== Segment start ==
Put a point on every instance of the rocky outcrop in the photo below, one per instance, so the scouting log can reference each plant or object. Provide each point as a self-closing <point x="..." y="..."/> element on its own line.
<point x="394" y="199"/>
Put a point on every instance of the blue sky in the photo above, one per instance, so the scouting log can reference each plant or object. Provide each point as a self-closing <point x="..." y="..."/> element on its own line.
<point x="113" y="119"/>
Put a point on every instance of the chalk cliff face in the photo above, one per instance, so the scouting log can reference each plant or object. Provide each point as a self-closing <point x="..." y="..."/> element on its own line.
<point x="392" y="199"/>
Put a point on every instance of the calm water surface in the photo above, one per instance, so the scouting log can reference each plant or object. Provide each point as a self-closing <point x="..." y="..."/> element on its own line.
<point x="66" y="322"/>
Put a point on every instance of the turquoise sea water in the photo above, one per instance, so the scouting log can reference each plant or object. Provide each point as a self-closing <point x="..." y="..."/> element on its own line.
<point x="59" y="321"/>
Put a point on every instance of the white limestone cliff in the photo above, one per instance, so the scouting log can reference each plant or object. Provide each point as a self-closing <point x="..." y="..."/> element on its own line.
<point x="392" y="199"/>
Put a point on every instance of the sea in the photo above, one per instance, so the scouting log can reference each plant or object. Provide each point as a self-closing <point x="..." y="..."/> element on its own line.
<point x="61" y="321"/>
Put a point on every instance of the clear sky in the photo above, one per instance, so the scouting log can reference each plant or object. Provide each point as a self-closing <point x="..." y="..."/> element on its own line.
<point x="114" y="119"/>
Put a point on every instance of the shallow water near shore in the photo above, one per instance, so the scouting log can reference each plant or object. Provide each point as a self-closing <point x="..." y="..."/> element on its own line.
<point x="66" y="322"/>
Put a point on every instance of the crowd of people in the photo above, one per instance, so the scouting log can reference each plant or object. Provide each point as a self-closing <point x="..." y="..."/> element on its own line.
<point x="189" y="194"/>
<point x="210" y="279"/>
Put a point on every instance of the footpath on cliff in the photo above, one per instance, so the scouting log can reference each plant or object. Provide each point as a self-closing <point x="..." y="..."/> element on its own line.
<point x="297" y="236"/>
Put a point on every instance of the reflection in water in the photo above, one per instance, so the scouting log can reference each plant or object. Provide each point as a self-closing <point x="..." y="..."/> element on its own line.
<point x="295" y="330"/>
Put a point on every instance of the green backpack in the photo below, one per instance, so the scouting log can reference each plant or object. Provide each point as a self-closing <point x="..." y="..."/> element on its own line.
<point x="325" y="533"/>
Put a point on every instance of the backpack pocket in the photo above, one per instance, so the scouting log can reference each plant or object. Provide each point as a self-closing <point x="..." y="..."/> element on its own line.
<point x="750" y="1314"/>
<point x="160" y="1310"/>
== Segment end ==
» **Goal of the exercise**:
Could you copy every record above exactly as it stands?

» **Answer box**:
Put a point on every instance of the rocky outcrop in the photo below, one per instance, so the scouting log can reference each plant or object. Provide each point as a self-closing <point x="..." y="..."/> element on its own line.
<point x="394" y="199"/>
Put a point on every instance of the blue sky in the photo above, one per instance, so the scouting log can reference each plant or object. Provide each point as a self-closing <point x="..." y="..."/> element on its own line.
<point x="113" y="119"/>
Put a point on every instance of the chalk cliff face in the photo above, one per instance, so the scouting log can reference each plant or object. Provide each point as a self-closing <point x="..." y="..."/> element on its own line.
<point x="392" y="199"/>
Put a point on every instance of the calm water surface in the photo above, one per instance, so the scouting log can reference each plant or object. Provide each point as a self-closing <point x="..." y="..."/> element on its own line.
<point x="66" y="322"/>
Put a point on every instance of the turquoise sea water in the photo above, one per instance, so the scouting log can reference each plant or object. Provide each point as a self-closing <point x="..." y="..."/> element on its own line.
<point x="59" y="321"/>
Put a point on every instance of the white limestone cliff in the photo above, one per instance, so the scouting log can reference each plant or object. Provide each point as a self-closing <point x="..." y="..."/> element on its own line.
<point x="392" y="199"/>
Put a point on every instance of the sea in the photo above, one per instance, so the scouting log can reference each plant or object. Provide each point as a self-closing <point x="..." y="..."/> element on its own line.
<point x="61" y="321"/>
Put a point on every instance of the clear sky in the photo above, one per instance, so the scouting log can reference each plant or object. Provide each point as a self-closing <point x="..." y="..."/> element on its own line.
<point x="114" y="119"/>
Put a point on every instance of the shallow water near shore in the photo above, one per instance, so the scouting log can reference each plant or object. Provide each point as a self-closing <point x="..." y="..."/> element on its own line.
<point x="66" y="322"/>
Put a point on every instance of the crowd of people in the photo above, one per instance, so the scouting log can reference each plant or object. Provide each point as a self-closing <point x="..." y="..."/> element on its own line.
<point x="189" y="194"/>
<point x="210" y="279"/>
Put a point on every instance of the footpath on cliff in the photo above, one per instance, so the scouting log can reference each plant or object. Provide each point as a self-closing <point x="..." y="..."/> element on its own line.
<point x="297" y="236"/>
Put a point on every instance of the reflection in water in the photo above, one per instance, so the scouting log can reference each plant or object. Provide each point as a self-closing <point x="..." y="..."/> element on its own line.
<point x="295" y="330"/>
Put a point on every instance of the green backpack in the photo below, one per instance, so the scouting log can reference each plant or object. Provide each point as a self-closing <point x="..." y="..."/> element on its own line.
<point x="325" y="533"/>
Put a point on every instance of the backpack pocket in the photo above, one per instance, so the scouting log can reference each plant or object. Provide each point as a self-closing <point x="..." y="..."/> element on its own line.
<point x="750" y="1314"/>
<point x="160" y="1310"/>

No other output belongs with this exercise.